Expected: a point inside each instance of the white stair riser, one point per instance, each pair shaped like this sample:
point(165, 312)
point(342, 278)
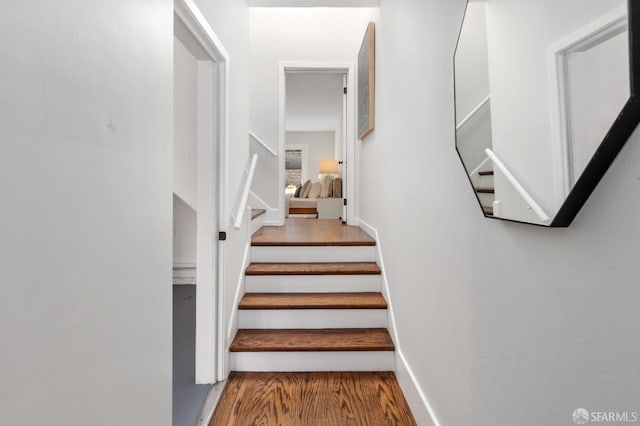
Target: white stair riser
point(486, 199)
point(311, 283)
point(313, 254)
point(312, 318)
point(313, 361)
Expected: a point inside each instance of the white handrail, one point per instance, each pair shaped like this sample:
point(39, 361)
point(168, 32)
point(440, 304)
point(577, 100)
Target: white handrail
point(472, 113)
point(264, 145)
point(477, 169)
point(523, 193)
point(237, 222)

| TASK OBJECTIVE |
Print the material again word for word. Please drop every picture.

| THE COMPLETED TASK |
Expected: a point inside each instance of the white stair riser, one point per instance, each pair shaped like this sample:
point(165, 312)
point(342, 278)
Target: white stair riser
point(486, 199)
point(311, 283)
point(313, 254)
point(312, 318)
point(313, 361)
Expected: a point inside each instance of the white handrail, one point per instance, each pair shaped like this sample:
point(39, 361)
point(168, 32)
point(440, 304)
point(577, 100)
Target: white handrail
point(472, 113)
point(264, 145)
point(477, 169)
point(523, 193)
point(237, 222)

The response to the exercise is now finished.